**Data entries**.

/---

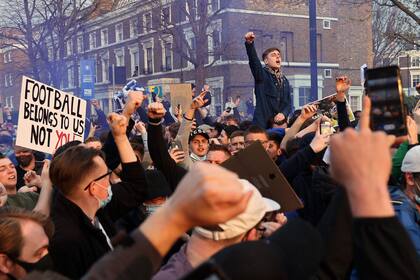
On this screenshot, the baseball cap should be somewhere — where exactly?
[188,128,210,143]
[195,179,280,240]
[198,124,214,132]
[401,146,420,173]
[182,219,325,280]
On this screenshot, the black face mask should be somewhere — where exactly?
[15,254,54,273]
[16,155,33,168]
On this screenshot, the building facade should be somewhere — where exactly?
[398,50,420,96]
[1,0,372,118]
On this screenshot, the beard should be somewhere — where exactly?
[16,155,33,168]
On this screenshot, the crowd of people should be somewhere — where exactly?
[0,32,420,280]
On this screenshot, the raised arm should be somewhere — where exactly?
[245,32,263,83]
[335,76,351,131]
[147,102,187,190]
[280,105,317,150]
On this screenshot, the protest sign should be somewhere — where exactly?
[16,76,86,154]
[221,142,303,212]
[169,84,192,112]
[308,93,356,127]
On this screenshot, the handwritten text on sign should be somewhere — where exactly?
[16,76,86,154]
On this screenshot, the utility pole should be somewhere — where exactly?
[309,0,318,101]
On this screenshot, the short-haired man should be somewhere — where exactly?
[14,146,42,189]
[245,32,292,128]
[206,145,231,164]
[244,125,268,150]
[228,130,245,155]
[188,128,210,162]
[50,113,147,278]
[0,207,54,279]
[152,180,286,280]
[0,154,39,210]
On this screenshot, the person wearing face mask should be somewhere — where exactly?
[0,207,54,279]
[390,146,420,258]
[50,113,147,278]
[14,146,43,189]
[245,32,292,128]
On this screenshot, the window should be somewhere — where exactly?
[411,75,420,87]
[130,19,139,38]
[101,29,108,46]
[411,56,420,67]
[77,36,84,53]
[89,32,96,50]
[115,23,124,42]
[48,47,54,61]
[164,43,172,71]
[324,69,332,78]
[299,87,311,106]
[210,0,220,13]
[115,49,125,66]
[67,67,74,88]
[280,32,294,61]
[66,39,73,56]
[350,96,360,112]
[3,51,12,63]
[143,12,152,33]
[161,6,171,26]
[212,87,223,116]
[146,47,153,74]
[102,57,109,82]
[130,49,140,77]
[322,19,331,29]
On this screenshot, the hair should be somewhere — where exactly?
[239,120,252,131]
[223,125,239,138]
[50,146,105,195]
[208,144,232,157]
[244,125,268,138]
[130,141,144,160]
[229,130,245,139]
[262,48,281,60]
[168,122,181,139]
[225,115,239,124]
[53,140,82,158]
[287,109,302,127]
[268,132,283,148]
[85,136,101,144]
[0,207,54,259]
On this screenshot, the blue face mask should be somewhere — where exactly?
[99,186,112,208]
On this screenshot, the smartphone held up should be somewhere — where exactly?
[366,66,407,136]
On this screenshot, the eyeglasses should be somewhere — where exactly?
[83,170,112,191]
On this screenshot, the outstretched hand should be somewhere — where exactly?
[330,96,395,217]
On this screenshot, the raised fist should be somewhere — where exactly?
[245,32,255,43]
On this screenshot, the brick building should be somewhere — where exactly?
[398,50,420,96]
[0,30,28,122]
[1,0,372,117]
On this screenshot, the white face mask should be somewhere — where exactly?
[143,204,162,216]
[96,185,112,208]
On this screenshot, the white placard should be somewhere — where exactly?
[16,76,86,154]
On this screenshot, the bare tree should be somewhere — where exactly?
[0,0,99,87]
[153,0,229,87]
[372,0,420,66]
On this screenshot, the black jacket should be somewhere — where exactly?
[49,162,147,278]
[147,120,187,191]
[245,43,292,128]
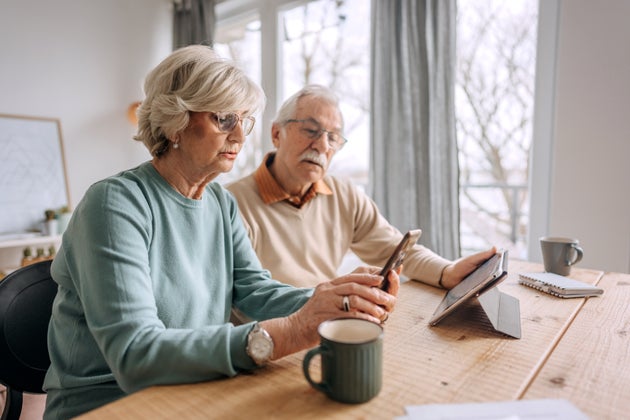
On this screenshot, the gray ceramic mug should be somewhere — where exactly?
[540,236,584,276]
[302,318,383,404]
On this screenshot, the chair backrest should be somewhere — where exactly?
[0,260,57,394]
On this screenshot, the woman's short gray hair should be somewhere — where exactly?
[273,85,343,129]
[134,45,265,157]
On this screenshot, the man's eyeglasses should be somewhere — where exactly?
[212,112,256,136]
[285,118,348,151]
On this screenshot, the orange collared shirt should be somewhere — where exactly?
[254,153,332,208]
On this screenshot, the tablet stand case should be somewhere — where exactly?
[477,287,521,338]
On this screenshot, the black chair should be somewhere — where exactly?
[0,260,57,420]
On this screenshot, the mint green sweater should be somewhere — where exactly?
[44,162,312,418]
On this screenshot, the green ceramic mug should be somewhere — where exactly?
[302,318,383,404]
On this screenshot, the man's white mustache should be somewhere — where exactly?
[300,150,328,168]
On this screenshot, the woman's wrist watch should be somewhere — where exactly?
[246,323,273,366]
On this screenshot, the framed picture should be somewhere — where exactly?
[0,114,70,240]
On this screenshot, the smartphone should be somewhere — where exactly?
[379,229,422,291]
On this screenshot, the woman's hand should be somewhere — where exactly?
[440,247,497,289]
[261,267,400,359]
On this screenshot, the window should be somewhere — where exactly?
[215,0,538,258]
[456,0,538,258]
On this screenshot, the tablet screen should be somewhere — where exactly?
[429,251,507,325]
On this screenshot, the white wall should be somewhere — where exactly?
[545,0,630,272]
[0,0,172,206]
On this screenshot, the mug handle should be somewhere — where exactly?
[302,346,328,393]
[567,244,584,266]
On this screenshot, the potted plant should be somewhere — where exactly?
[43,209,57,236]
[57,206,72,235]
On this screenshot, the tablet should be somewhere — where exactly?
[429,250,508,325]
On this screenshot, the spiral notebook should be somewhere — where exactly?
[518,273,604,298]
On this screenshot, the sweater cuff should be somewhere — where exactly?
[230,322,258,370]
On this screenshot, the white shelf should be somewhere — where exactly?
[0,234,61,249]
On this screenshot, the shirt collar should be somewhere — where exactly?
[254,152,332,207]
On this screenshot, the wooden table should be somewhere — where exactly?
[82,261,630,420]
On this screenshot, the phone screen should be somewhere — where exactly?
[380,229,422,291]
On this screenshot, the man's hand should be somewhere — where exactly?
[440,247,497,289]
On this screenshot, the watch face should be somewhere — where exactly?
[247,326,273,365]
[251,336,271,358]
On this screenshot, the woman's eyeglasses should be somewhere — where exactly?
[284,118,348,152]
[212,112,256,136]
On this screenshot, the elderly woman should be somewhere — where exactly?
[44,46,399,418]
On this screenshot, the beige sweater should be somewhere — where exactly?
[227,174,450,287]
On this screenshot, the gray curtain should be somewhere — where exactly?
[173,0,216,49]
[370,0,460,259]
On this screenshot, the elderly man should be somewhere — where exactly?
[228,85,495,289]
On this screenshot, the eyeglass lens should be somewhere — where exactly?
[215,113,255,135]
[288,119,346,150]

\---

**Short exercise**. Reproduce the data word for word, starting at the beginning and ending with the line that contains "[308,93,356,127]", including that line. Leave the pictures out of your answer.

**Result**.
On this screenshot, the baseball cap should be somewhere — where exactly?
[188,128,210,143]
[195,179,280,240]
[198,124,214,132]
[401,146,420,173]
[182,219,325,280]
On this screenshot, the black face mask should be somewhere — where exactly?
[15,254,54,273]
[16,155,33,168]
On this screenshot, the building facade should be somewhere — where exactly?
[398,50,420,96]
[1,0,372,118]
On this screenshot, the beard should be somewhere — where exactly?
[16,155,33,168]
On this screenshot, the crowd of people should be somewhere — where exactly?
[0,32,420,280]
On this screenshot, the raised arm should be somewhere — where exactly?
[245,32,263,83]
[335,76,351,131]
[147,102,187,190]
[280,105,317,150]
On this screenshot, the protest sign should be somewhere — where exactly?
[16,76,86,154]
[221,142,303,212]
[169,84,192,112]
[308,93,356,127]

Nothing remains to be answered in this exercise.